## start Document passage

XML.com: XML From the Inside Out

XML.comWebServices.XML.comO'Reilly Networkoreilly.com
  Articles | Weblogs | Newsletter | Safari Bookshelf
advertisement

Subject: Wrong Assumptions, Wrong Facts, Wrong Conclusions
Date: 2004-07-23 01:02:14
From: rjelliffe

This article is 100% upside down.


It is not XML that has failed, it is that the encoding declarations on text/* has failed: both for the practical reason that browser vendors do not respect it (they variously use guesswork, hard-coded settings, selection from the last few encodings encountered, defaults and protocol settings\) and for the reason that APIs that generate text/* do not integrate into web browsers (e.g. to produce the necessary local config file for Apache that would tell it what encoding label to use.)


That text/* was unworkable in this regard is not news: in fact, it was the reason that XML had to introduce its own mechanism in the first place. When I proposed the encoding algorthm for XML, this was one of the problems we were trying to fix.


Similarly, when we worked on RFC 3023, some people wanted to make xml use text only, but during discussion the various characteristics of text/* and application/* became apparant. In particular, note that RFC 3023 recommends against using text/* for any XML that is not meant to be read as an "unprocessed, source XML document" by "casual users": almost no XML should fall into that category. Anyone who sends XML intended for use by an agent, or to be read as text by non-casual humans, as text/* is not following RFC 3023. (The particular problems of transcoding of Japanese data were, of course, very clear in the mind of Murata Makoto, on of the editors of that RFC.)


Recently, Sir Tim and the W3C TAG have made this even clearer, recommending "In general, a representation provider SHOULD NOT assign Internet media types beginning with "text/" to XML representations." See http://www.w3.org/TR/webarch/#no-text-xml


The XML recommendation also now gives the recommendation "If an XML entity is in a file, the Byte-Order Mark and encoding declaration are used (if present) to determine the character encoding."
(I would class a representation at a URL as a kind of file: a named sequence of bytes; as distinct from characters in RAM, for example.)


So given that XML was designed because text/* was known to be unworkable 10 years ago, and that RFC 3023 recommends against using text/* for things like RSS, and that the TAG has recently reaffirmed this, what the hell is the opening quote about? We didn't "miss it"!

## end Document passage
## start Stored rows

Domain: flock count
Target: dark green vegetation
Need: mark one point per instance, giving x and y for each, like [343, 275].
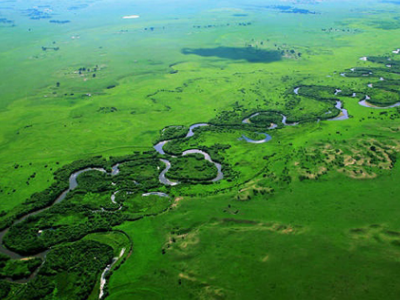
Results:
[192, 168]
[17, 269]
[310, 214]
[71, 270]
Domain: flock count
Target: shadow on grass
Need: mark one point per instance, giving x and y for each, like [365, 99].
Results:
[249, 54]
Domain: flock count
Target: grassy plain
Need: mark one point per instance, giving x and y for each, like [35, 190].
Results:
[312, 214]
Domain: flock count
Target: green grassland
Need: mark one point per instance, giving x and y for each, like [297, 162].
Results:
[310, 214]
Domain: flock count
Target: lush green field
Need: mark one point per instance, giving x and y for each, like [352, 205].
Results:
[310, 214]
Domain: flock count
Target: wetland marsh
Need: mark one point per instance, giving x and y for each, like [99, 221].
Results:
[199, 149]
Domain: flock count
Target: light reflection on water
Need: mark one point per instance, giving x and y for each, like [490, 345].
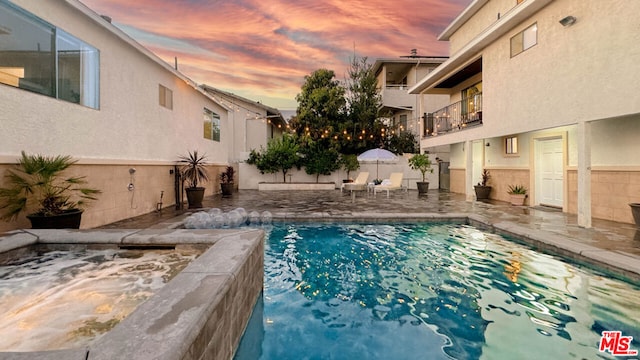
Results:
[430, 291]
[65, 299]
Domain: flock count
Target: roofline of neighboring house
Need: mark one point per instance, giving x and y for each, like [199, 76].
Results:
[473, 50]
[273, 112]
[107, 25]
[409, 59]
[464, 16]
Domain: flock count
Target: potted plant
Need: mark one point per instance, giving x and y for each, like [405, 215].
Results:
[635, 211]
[349, 163]
[517, 194]
[226, 181]
[482, 189]
[193, 169]
[422, 163]
[38, 183]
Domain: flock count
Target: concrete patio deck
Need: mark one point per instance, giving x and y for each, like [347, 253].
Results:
[613, 245]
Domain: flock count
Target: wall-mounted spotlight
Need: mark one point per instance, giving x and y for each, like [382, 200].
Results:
[568, 20]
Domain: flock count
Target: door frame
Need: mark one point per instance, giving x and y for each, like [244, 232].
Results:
[535, 147]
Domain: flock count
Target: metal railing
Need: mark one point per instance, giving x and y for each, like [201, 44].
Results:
[457, 116]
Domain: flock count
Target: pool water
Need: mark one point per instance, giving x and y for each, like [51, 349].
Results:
[428, 291]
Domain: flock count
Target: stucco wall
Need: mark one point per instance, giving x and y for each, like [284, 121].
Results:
[129, 125]
[130, 128]
[577, 64]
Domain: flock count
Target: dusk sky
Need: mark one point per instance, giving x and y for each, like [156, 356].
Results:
[262, 50]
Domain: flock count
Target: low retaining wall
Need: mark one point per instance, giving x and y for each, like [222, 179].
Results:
[199, 314]
[264, 186]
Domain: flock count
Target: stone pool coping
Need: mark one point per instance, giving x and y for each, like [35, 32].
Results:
[619, 264]
[201, 313]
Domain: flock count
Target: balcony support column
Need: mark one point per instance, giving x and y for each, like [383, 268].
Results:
[584, 174]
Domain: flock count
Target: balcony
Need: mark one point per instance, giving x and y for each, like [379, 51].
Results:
[458, 116]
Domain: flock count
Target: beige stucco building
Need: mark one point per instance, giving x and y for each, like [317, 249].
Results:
[71, 83]
[543, 93]
[395, 76]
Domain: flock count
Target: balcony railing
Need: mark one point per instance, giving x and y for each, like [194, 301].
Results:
[457, 116]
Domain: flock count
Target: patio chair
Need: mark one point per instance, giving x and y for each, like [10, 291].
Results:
[394, 183]
[360, 180]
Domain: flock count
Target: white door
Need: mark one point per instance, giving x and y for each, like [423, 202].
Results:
[550, 172]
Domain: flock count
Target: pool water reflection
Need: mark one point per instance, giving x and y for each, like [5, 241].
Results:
[428, 291]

## end Stored rows

_Exercise directions_
In the post about XML encoding, what do the W3C TAG and Sir Tim recommend regarding Internet media types for XML representations?

_Correct output_
They recommend that a representation provider should not assign Internet media types beginning with "text/" to XML representations.